▸ **What you will do**
Here are some entries; quote each one exactly.

▸ **Dataset excerpts**
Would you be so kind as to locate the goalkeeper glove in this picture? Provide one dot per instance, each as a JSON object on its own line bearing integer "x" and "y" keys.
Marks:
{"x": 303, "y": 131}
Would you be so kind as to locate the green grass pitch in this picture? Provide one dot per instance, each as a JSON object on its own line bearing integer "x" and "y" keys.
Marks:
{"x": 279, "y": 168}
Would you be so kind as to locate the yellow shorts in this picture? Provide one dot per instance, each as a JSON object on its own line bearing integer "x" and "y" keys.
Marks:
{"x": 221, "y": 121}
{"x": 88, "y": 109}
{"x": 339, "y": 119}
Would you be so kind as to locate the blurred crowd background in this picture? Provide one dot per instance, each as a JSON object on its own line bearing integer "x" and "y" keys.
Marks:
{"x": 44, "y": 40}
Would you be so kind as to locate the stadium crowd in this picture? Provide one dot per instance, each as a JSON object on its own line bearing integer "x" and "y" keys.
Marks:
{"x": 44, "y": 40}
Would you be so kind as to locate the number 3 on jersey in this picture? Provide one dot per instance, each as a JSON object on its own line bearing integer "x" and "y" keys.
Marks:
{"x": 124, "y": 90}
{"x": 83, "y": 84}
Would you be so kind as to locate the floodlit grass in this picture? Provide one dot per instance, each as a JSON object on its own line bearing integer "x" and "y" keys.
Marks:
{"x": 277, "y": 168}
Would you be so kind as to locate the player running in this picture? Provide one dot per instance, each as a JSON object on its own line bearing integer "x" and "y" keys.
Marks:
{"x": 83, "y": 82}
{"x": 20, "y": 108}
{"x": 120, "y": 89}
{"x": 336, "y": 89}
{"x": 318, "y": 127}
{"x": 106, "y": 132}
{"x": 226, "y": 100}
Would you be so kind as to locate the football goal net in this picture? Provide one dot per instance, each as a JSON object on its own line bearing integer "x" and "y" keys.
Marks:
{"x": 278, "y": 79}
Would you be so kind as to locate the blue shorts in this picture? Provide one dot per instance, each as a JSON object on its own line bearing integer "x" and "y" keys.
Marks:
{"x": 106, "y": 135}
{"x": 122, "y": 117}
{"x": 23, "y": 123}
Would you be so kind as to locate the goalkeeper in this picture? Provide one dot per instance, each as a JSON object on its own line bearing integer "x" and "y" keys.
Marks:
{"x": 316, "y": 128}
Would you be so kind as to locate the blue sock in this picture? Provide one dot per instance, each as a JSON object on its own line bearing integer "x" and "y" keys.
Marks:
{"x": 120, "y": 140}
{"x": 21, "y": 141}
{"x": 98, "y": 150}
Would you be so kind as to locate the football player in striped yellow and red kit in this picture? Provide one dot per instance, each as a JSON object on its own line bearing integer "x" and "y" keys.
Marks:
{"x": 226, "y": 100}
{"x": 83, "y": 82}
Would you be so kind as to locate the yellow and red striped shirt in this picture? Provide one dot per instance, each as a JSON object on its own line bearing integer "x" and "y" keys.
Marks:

▸ **Answer to the exercise**
Would you be so kind as to locate the goalkeeper glove in this picture? Provide one dot per instance, each as a JSON object on its own line bearing integer "x" and "y" keys.
Marks:
{"x": 303, "y": 131}
Would you be so kind as to locate the green grass pitch in this picture? Provide one dot per instance, each as a JSON object on its own line bearing integer "x" and "y" keys.
Marks:
{"x": 279, "y": 168}
Would you be so kind as to locate the yellow shorts in this picture? Provide one dot per instance, each as a JSON object on its own line bearing integer "x" and "y" keys.
Marks:
{"x": 221, "y": 121}
{"x": 88, "y": 109}
{"x": 339, "y": 119}
Would you be so kind as to locate the blurred crowd background in this picture? Provide one dot per instance, each as a JSON object on its own line bearing integer "x" and "y" keys.
Marks:
{"x": 44, "y": 40}
Would you be so kind as to locate the stadium crowd in this picture? Provide one dot per instance, each as a JSON object on its own line bearing integer "x" and "y" keys.
Marks:
{"x": 44, "y": 40}
Would you be so kind as to locate the number 3 on jersey in this picture? Provide one dot per instance, each as a JSON object on its own line bearing integer "x" and "y" keys.
Marks:
{"x": 124, "y": 90}
{"x": 83, "y": 84}
Would you be so kind as to locate the floodlit grass in this picture? Provide one dot per instance, each as a JSON object on its own line bearing integer "x" and "y" keys.
Marks:
{"x": 277, "y": 168}
Would you be so kind as to locate the player running in this picture? Provide one dot per instance, each as a JSON object on its own line bearing integer "x" and "y" keys.
Marks:
{"x": 83, "y": 82}
{"x": 20, "y": 108}
{"x": 120, "y": 89}
{"x": 336, "y": 89}
{"x": 318, "y": 127}
{"x": 106, "y": 132}
{"x": 226, "y": 100}
Would you be so kind as to locate the football goal net in this picture? Provide one dot per instance, each as a JSON object on its own line bearing integer "x" and "y" keys.
Marks:
{"x": 278, "y": 79}
Would you be so kind as to locate the blue shorts in this picture? Provide one dot per instance, each as a JSON object on its own line bearing integer "x" and "y" keys.
Marks:
{"x": 106, "y": 135}
{"x": 122, "y": 117}
{"x": 23, "y": 123}
Would you be so kind as to locate the goalkeeper in this picture? Provide one dot per instance, each as a JSON object on its own line bearing integer "x" and "y" keys.
Marks:
{"x": 316, "y": 128}
Would you be so kind as to locate the blue sock in this picture? Provide one dot per instance, each as a JSON object on its own line bearing integer "x" and "y" keys.
Marks:
{"x": 120, "y": 140}
{"x": 21, "y": 141}
{"x": 98, "y": 150}
Would you be so kind as to locate the football player in striped yellow and red kit in this picture? Provide one dot per instance, each as a JSON object on its own line bearing integer "x" and "y" keys.
Marks:
{"x": 226, "y": 100}
{"x": 83, "y": 82}
Would you be so kind as to locate the yellow and red striped shirt in this picture? Provide one dot per instance, each as a JSON object on its own line bearing integer "x" and "y" keys.
Marks:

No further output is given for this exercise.